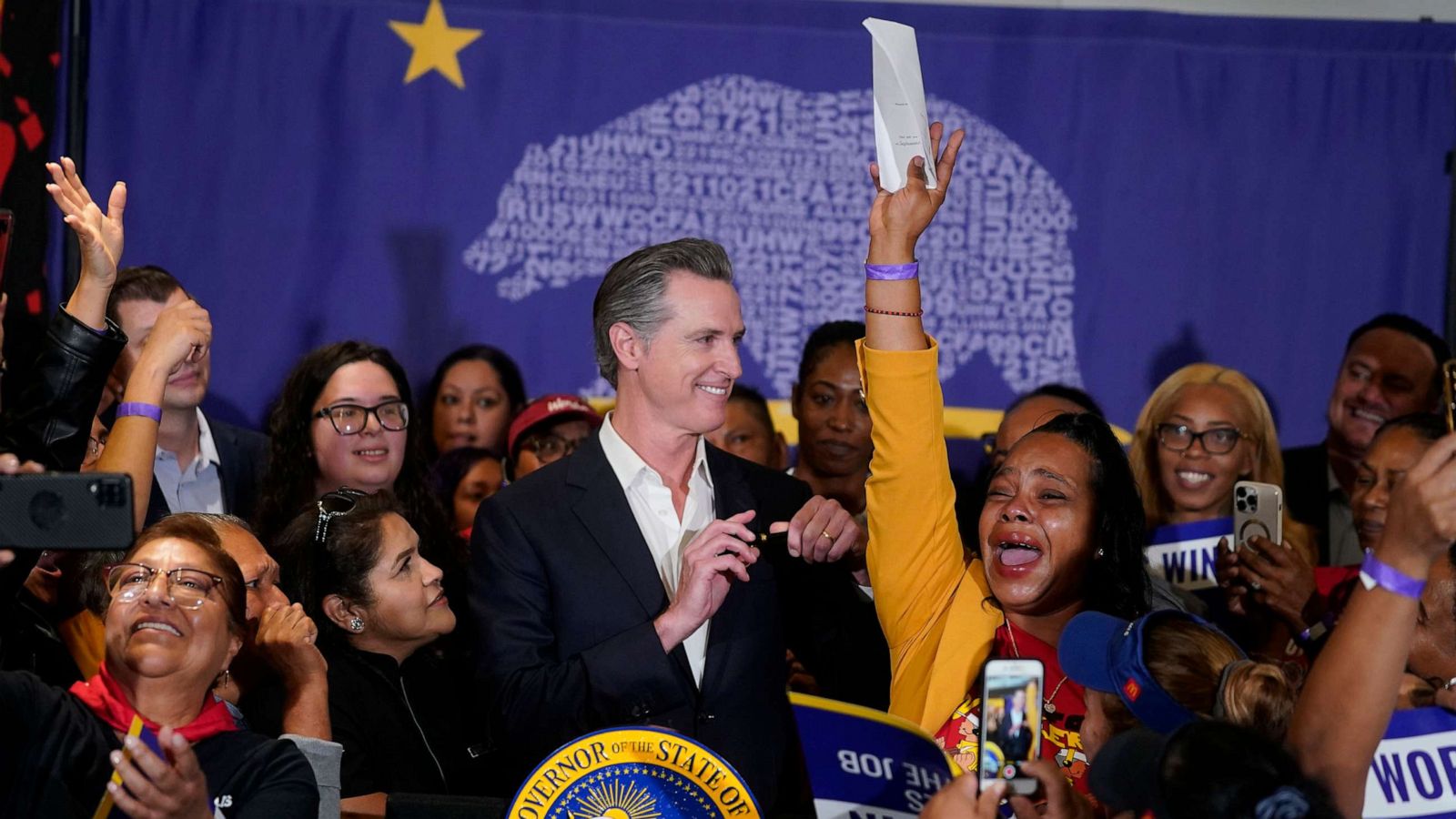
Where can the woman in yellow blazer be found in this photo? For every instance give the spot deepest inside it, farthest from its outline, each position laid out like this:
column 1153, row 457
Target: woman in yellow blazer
column 1062, row 530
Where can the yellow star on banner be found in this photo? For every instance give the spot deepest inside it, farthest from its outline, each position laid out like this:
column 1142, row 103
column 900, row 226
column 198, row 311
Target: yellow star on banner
column 436, row 44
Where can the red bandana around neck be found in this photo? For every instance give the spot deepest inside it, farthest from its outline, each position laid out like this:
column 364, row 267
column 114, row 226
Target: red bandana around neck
column 106, row 698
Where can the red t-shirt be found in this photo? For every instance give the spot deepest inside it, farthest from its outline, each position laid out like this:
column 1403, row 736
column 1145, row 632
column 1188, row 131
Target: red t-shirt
column 1060, row 731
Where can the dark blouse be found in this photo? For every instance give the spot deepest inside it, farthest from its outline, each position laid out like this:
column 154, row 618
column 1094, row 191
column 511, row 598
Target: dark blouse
column 407, row 729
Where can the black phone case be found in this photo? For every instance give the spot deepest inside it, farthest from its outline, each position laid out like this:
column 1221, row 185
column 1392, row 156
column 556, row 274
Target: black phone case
column 66, row 511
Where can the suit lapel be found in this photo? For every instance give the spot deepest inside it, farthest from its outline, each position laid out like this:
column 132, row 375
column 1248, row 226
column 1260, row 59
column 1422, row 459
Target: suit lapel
column 603, row 511
column 606, row 515
column 225, row 442
column 732, row 496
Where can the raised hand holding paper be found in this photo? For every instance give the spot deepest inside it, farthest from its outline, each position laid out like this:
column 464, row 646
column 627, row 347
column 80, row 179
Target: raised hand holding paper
column 902, row 127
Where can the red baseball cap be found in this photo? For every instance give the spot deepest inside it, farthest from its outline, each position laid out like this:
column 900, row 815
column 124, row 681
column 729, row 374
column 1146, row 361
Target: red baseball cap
column 557, row 407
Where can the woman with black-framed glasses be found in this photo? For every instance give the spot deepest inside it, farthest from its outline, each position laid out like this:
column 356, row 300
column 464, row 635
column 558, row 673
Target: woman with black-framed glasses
column 174, row 624
column 1205, row 429
column 1201, row 430
column 346, row 417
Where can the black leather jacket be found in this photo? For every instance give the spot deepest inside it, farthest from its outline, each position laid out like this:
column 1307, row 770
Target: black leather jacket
column 51, row 420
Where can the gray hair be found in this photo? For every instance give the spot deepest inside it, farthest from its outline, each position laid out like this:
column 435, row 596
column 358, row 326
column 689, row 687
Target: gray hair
column 220, row 521
column 632, row 292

### Set problem
Change every "Target" to "Object" in the records above and reproduce them otherwise unchanged, omitting the pictures.

### Result below
Where can the woman in yellow blazer be found in this photo? For every instance give the spot deepest inside it, farthest from its outline, each position laid out like this:
column 1153, row 457
Object: woman in yellow blazer
column 1062, row 530
Where can the yellow star on banner be found in this photo? For every instance give the spot deepest inside it, farthest from its outline, each position laid out like this:
column 1142, row 103
column 900, row 226
column 198, row 311
Object: yellow star on banner
column 436, row 44
Where can the red bandana around neck be found in this photo? For every instance give the spot deepest inside it, farthest from its outline, each position laid out like this:
column 364, row 267
column 114, row 226
Object: red bandana around neck
column 106, row 698
Where can the red t-shirt be found in this photo? For every instance give the spot deepest inside it, farthest from its outline, each position laid out like this:
column 1403, row 736
column 1145, row 632
column 1188, row 131
Object: red t-shirt
column 1060, row 731
Where can the dark blouse be found in this photo? For every instance give the spot deepest inside it, farthest from its outline, each position laid out like this:
column 154, row 618
column 1094, row 191
column 511, row 598
Object: dark blouse
column 407, row 729
Where can the black phone case be found in this photo? For every instance give the spot deepest inside it, farthest from its outline, each position laid out like this:
column 1221, row 185
column 1392, row 156
column 556, row 274
Object: black phone case
column 66, row 511
Where can the suit lapel be found in this photo? For every instance give the spot deepest inside it, farthest from its outline, each position laid out like this:
column 132, row 375
column 1248, row 226
column 1260, row 59
column 1422, row 459
Object: suit lapel
column 603, row 511
column 606, row 515
column 225, row 442
column 732, row 496
Where can the raised hand holding paper be found in this photo? For every instance give the spot deepest inside it, farthest from its outline, each position laid out like this:
column 464, row 646
column 627, row 347
column 80, row 179
Object: raised hand holding paper
column 902, row 127
Where can the red baseball cap be found in this photo? For every instance give the spot deepest inside it, farthest from its outline, each position laid out like this:
column 900, row 815
column 124, row 681
column 729, row 374
column 1146, row 361
Object: red baseball cap
column 557, row 407
Where can the woman with black-framed glasses be found in this photo? For every instance give the spot deepest inside it, farthest from its outline, each position laid out like this:
column 356, row 300
column 464, row 635
column 558, row 673
Object: woman with black-framed glasses
column 174, row 624
column 1205, row 429
column 1201, row 430
column 346, row 417
Where can the black leather jacket be found in this photo? For every instance give the spot deepest inside it, farthest from its outline, each position laid out like this:
column 1307, row 770
Object: black leather jacket
column 51, row 420
Where can the gray hair be found in this photo? For every instance give the spot deepest inside it, farthest from its outline, each position laid out like this:
column 435, row 596
column 358, row 326
column 689, row 687
Object: gray hair
column 220, row 521
column 632, row 292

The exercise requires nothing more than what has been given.